# [ASSIGNMENT]
Reduce the material below to its lines containing "hair".
(DATA FOR THE TASK Opens)
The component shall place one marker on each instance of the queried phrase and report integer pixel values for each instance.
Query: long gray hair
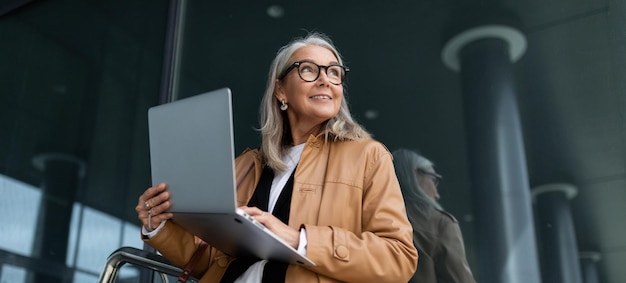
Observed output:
(417, 202)
(274, 125)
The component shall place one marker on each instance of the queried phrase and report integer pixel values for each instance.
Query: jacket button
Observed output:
(341, 251)
(222, 262)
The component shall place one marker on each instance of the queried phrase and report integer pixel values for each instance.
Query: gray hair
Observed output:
(417, 202)
(274, 126)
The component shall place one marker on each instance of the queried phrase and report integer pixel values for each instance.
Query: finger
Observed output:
(147, 199)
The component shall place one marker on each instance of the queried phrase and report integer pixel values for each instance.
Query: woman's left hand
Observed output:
(288, 234)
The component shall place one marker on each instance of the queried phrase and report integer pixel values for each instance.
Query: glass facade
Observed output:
(77, 79)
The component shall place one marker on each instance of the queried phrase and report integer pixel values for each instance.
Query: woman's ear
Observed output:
(279, 91)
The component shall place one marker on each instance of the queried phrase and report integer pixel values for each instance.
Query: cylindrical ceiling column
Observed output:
(556, 229)
(484, 54)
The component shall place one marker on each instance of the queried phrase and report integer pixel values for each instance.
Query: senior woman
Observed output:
(328, 188)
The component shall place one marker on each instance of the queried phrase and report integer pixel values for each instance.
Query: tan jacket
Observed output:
(347, 197)
(441, 251)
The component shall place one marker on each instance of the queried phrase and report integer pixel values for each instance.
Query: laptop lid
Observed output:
(192, 150)
(192, 147)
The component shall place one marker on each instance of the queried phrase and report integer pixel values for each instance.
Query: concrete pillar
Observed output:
(557, 234)
(484, 55)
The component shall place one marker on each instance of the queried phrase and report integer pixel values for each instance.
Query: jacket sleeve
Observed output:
(383, 250)
(451, 264)
(177, 245)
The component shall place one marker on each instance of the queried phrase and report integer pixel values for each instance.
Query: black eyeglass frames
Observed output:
(DATA FOR THE TASK Closes)
# [ANSWER FOR THE TASK]
Query: long gray hair
Query: gray hair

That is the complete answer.